In the Normandy Invasion text below, restate the paragraph beginning "D-Day is also known as" as a brief bulleted list that keeps its main facts.

## EXCERPT PROVIDED
---
Google Answers Logo
View Question
Q: Normandy Invasion ( Answered,   4 Comments )
Subject: Normandy Invasion
Category: Reference, Education and News > General Reference
Asked by: boogiechicago-ga
List Price: $10.00
Posted: 17 May 2002 07:54 PDT
Expires: 24 May 2002 07:54 PDT
Question ID: 16740
Why is the Normandy Invasion called D-Day?
Subject: Re: Normandy Invasion
Answered By: mother-ga on 17 May 2002 08:38 PDT
Hello, and thank you for your question.

"D-day" is a military term originating in the First World War which
references "the unnamed day on which an operation or offensive is to
be launched."
  Entry for D-day (

D-Day is also known as the "debarkation day" (June 6, 1944) of the
Normandy Invasion (Operation Overlord) of WWII. Just as D-day
references the commencement of a particular operation, "H-hour" will
reference the exact time that such an operation would start. Other
similar terms are described in these links below.
  FAQ: What does the D in D-Day stand for? (Imperial War Museum

  D-day (Grolier Online)

Additional Resources - Normandy Invasion

Normandy: 1944 (Britannica Online)

D-Day, the Normandy Invasion, 6 - 25 June 1944 (Naval Historical

Search Strategy:

"Normandy Invasion" d-day
military term d-day

Hope this helps!
---
## RECORDS SHOWN

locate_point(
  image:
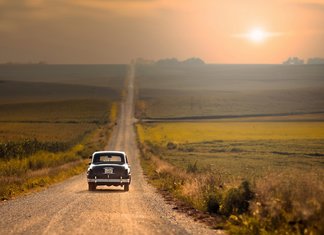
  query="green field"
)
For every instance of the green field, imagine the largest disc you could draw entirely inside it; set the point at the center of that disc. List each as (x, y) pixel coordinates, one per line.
(181, 91)
(243, 142)
(52, 117)
(239, 149)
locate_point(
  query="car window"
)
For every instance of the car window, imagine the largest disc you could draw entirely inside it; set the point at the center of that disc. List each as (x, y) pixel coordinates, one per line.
(108, 158)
---
## RESPONSE TO THE TASK
- D-Day is also called the "debarkation day" of the Normandy Invasion (Operation Overlord) in World War II: June 6, 1944.
- D-day refers to the start of a particular operation.
- "H-hour" refers to the exact time such an operation would begin.
- Other similar terms are described in linked sources.